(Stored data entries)
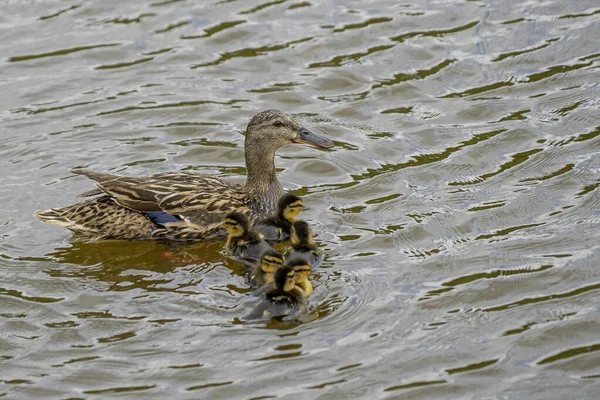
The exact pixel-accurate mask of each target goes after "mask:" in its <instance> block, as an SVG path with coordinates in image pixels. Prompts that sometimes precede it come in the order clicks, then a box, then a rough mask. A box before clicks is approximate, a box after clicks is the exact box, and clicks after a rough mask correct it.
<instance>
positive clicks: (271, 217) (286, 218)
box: [254, 193, 302, 243]
mask: <svg viewBox="0 0 600 400" xmlns="http://www.w3.org/2000/svg"><path fill="white" fill-rule="evenodd" d="M300 211H302V199H300V198H299V197H298V196H294V195H293V194H289V193H288V194H284V195H283V196H281V198H280V199H279V201H278V202H277V211H275V214H271V215H269V216H268V217H267V218H263V219H261V220H259V221H258V222H256V223H255V224H254V229H256V230H257V231H258V232H260V233H262V235H263V236H264V238H265V240H266V241H267V242H269V243H275V242H283V241H284V240H288V239H289V238H290V231H291V229H292V223H293V222H294V218H296V217H297V216H298V214H300Z"/></svg>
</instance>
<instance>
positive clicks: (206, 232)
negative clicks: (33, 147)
mask: <svg viewBox="0 0 600 400" xmlns="http://www.w3.org/2000/svg"><path fill="white" fill-rule="evenodd" d="M290 143H301V144H307V145H310V146H313V147H317V148H322V149H328V148H331V147H333V142H332V141H331V140H329V139H327V138H325V137H323V136H319V135H316V134H314V133H312V132H311V131H309V130H308V129H306V128H304V127H303V126H301V125H299V124H298V123H297V122H296V121H294V120H293V119H292V118H291V117H290V116H289V115H287V114H285V113H283V112H281V111H278V110H268V111H263V112H261V113H258V114H257V115H255V116H254V117H253V118H252V119H251V120H250V123H249V124H248V128H247V129H246V139H245V141H244V149H245V156H246V170H247V179H246V183H244V184H243V185H238V184H234V183H230V182H227V181H224V180H221V179H219V178H216V177H213V176H209V175H202V174H192V173H188V172H167V173H162V174H157V175H152V176H149V177H143V178H133V177H124V176H116V175H110V174H102V173H98V172H93V171H89V170H85V169H81V170H74V171H73V173H75V174H79V175H85V176H87V177H88V178H91V179H93V180H95V181H96V186H97V189H94V190H91V191H89V192H86V193H83V194H81V195H80V196H82V197H87V196H96V195H100V196H99V197H95V198H93V199H89V200H86V201H83V202H80V203H77V204H74V205H72V206H68V207H63V208H52V209H49V210H45V211H38V212H37V213H36V216H37V217H38V218H39V219H40V220H42V221H44V222H48V223H50V224H54V225H59V226H63V227H65V228H68V229H70V230H71V231H73V232H75V234H77V235H78V236H79V237H81V238H83V239H86V240H106V239H125V240H135V239H174V240H215V239H221V238H223V237H225V234H226V233H225V231H224V230H223V229H222V227H221V223H222V221H223V217H224V216H225V215H226V214H227V213H229V212H232V211H239V212H242V213H244V214H246V215H248V216H249V217H250V219H251V220H252V221H255V220H256V219H258V218H262V217H265V216H267V215H268V214H270V213H272V212H273V211H275V206H276V203H277V199H279V198H280V197H281V196H282V195H283V189H282V187H281V184H280V183H279V181H278V180H277V176H276V174H275V151H276V150H277V149H279V148H280V147H282V146H285V145H287V144H290Z"/></svg>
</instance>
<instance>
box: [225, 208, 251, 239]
mask: <svg viewBox="0 0 600 400" xmlns="http://www.w3.org/2000/svg"><path fill="white" fill-rule="evenodd" d="M223 223H224V225H225V229H227V232H228V233H229V235H230V236H234V237H239V236H244V235H245V234H246V233H247V232H248V230H249V229H250V221H249V220H248V217H246V216H245V215H244V214H242V213H240V212H232V213H229V214H227V215H226V216H225V221H224V222H223Z"/></svg>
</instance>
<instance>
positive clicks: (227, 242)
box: [223, 211, 271, 260]
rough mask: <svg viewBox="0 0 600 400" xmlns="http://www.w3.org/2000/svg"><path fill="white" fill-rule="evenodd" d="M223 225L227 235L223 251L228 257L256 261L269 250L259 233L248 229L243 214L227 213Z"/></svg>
mask: <svg viewBox="0 0 600 400" xmlns="http://www.w3.org/2000/svg"><path fill="white" fill-rule="evenodd" d="M223 224H224V225H225V229H226V230H227V233H228V234H229V235H228V236H227V243H226V244H225V251H227V253H228V254H229V255H232V256H237V257H242V258H245V259H248V260H257V259H258V258H259V257H260V255H261V254H262V253H264V252H265V251H266V250H269V249H271V246H269V244H268V243H267V242H265V241H264V239H263V237H262V235H261V234H260V233H258V232H256V231H255V230H253V229H250V221H249V220H248V217H246V216H245V215H244V214H242V213H240V212H237V211H234V212H232V213H229V214H227V216H225V221H224V223H223Z"/></svg>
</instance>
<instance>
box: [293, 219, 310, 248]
mask: <svg viewBox="0 0 600 400" xmlns="http://www.w3.org/2000/svg"><path fill="white" fill-rule="evenodd" d="M290 240H291V241H292V246H300V245H306V244H312V232H311V231H310V227H309V226H308V223H307V222H306V221H302V220H297V221H294V223H293V224H292V234H291V237H290Z"/></svg>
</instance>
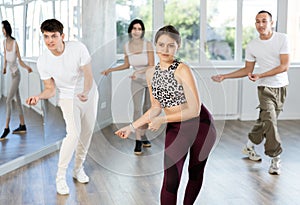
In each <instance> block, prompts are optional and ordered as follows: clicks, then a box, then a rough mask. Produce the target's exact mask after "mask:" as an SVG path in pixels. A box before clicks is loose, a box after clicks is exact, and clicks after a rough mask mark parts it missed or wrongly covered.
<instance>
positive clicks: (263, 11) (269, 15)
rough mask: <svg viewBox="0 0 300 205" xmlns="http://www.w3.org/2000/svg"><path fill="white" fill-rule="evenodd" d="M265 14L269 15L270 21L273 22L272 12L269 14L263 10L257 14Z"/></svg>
mask: <svg viewBox="0 0 300 205" xmlns="http://www.w3.org/2000/svg"><path fill="white" fill-rule="evenodd" d="M263 13H266V14H268V15H269V16H270V20H271V21H272V14H271V13H270V12H268V11H265V10H261V11H259V12H258V13H257V14H263Z"/></svg>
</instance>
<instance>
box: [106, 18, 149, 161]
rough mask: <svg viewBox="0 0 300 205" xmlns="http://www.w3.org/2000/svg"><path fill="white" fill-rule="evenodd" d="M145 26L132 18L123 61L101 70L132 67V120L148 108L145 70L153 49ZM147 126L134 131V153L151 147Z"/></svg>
mask: <svg viewBox="0 0 300 205" xmlns="http://www.w3.org/2000/svg"><path fill="white" fill-rule="evenodd" d="M144 34H145V26H144V23H143V21H142V20H140V19H134V20H133V21H132V22H131V23H130V25H129V27H128V35H129V41H128V42H127V43H126V44H125V45H124V63H123V64H122V65H119V66H117V67H115V68H109V69H107V70H104V71H103V72H102V74H103V75H108V74H109V73H110V72H113V71H119V70H124V69H129V68H130V66H132V67H133V69H134V72H133V74H132V75H131V76H130V77H131V79H132V81H131V93H132V98H133V104H134V114H133V118H134V120H136V119H138V118H139V117H140V116H142V114H143V113H144V112H145V111H147V110H148V108H150V98H149V96H150V95H149V91H148V87H147V83H146V75H145V72H146V70H147V69H148V68H149V67H153V66H154V50H153V45H152V43H151V42H150V41H147V40H145V39H144ZM146 129H147V127H140V128H139V129H138V130H137V131H136V146H135V148H134V153H135V154H137V155H139V154H142V146H143V147H151V143H150V141H149V140H148V139H147V138H146V136H145V132H146Z"/></svg>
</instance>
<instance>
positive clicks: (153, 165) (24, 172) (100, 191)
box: [0, 120, 300, 205]
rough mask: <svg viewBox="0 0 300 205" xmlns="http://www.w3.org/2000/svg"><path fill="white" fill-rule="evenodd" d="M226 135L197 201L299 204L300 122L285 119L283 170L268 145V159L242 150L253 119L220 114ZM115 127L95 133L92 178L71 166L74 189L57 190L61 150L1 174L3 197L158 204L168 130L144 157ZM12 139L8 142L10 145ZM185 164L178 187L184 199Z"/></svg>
mask: <svg viewBox="0 0 300 205" xmlns="http://www.w3.org/2000/svg"><path fill="white" fill-rule="evenodd" d="M217 124H218V131H219V133H220V136H221V137H220V138H219V139H218V142H217V144H216V146H215V148H214V149H213V151H212V153H211V156H210V158H209V161H208V164H207V168H206V172H205V179H204V184H203V188H202V190H201V193H200V195H199V197H198V199H197V202H196V203H195V204H201V205H300V180H299V173H300V172H299V170H300V161H299V156H300V149H299V147H300V140H299V136H300V129H299V125H300V121H299V120H294V121H289V120H288V121H279V130H280V134H281V137H282V141H283V142H282V143H283V148H284V152H283V153H282V155H281V156H282V174H281V175H279V176H276V175H270V174H269V173H268V168H269V163H270V161H269V158H268V157H267V156H265V155H264V154H263V145H260V146H259V147H258V148H257V151H258V152H259V153H260V154H261V155H262V158H263V159H262V162H252V161H249V160H248V159H247V158H245V156H243V155H242V154H241V148H242V146H243V145H244V143H245V142H246V140H247V132H248V131H249V130H250V129H251V126H252V125H253V122H241V121H226V123H225V126H224V124H223V122H222V121H217ZM116 129H117V127H116V126H110V127H106V128H105V129H103V130H101V131H99V132H97V133H95V134H94V136H93V140H92V144H91V147H90V150H89V154H88V157H87V160H86V163H85V170H86V172H87V173H88V175H89V176H90V182H89V183H88V184H86V185H84V184H80V183H78V182H76V181H74V180H73V179H72V176H71V173H72V168H73V163H71V165H70V168H69V170H68V173H67V183H68V184H69V187H70V195H68V196H59V195H57V194H56V189H55V173H56V166H57V161H58V152H55V153H53V154H51V155H49V156H47V157H44V158H43V159H41V160H38V161H36V162H33V163H31V164H29V165H26V166H24V167H22V168H20V169H18V170H15V171H13V172H11V173H9V174H6V175H4V176H1V177H0V204H1V205H2V204H3V205H4V204H13V205H19V204H22V205H43V204H47V205H52V204H66V205H73V204H80V205H99V204H100V205H156V204H159V194H160V187H161V182H162V174H163V173H162V147H163V140H164V139H163V132H162V130H161V131H160V132H159V133H158V134H156V135H154V134H152V135H150V137H151V139H152V148H148V149H146V150H144V154H143V155H142V156H135V155H134V154H133V146H134V140H133V139H132V138H131V139H127V140H122V139H119V138H118V137H116V136H114V135H113V131H114V130H116ZM7 146H9V144H8V145H7ZM186 180H187V173H186V169H185V172H184V174H183V179H182V184H181V187H180V190H179V193H180V197H179V199H178V204H182V196H183V192H184V185H185V183H186Z"/></svg>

• Required action:
Scan the entries above for the string "positive" and copy each line containing it.

• Task solution:
positive clicks: (271, 217) (286, 218)
positive clicks: (206, 232)
positive clicks: (227, 242)
positive clicks: (263, 11) (269, 15)
positive clicks: (153, 165) (24, 172) (100, 191)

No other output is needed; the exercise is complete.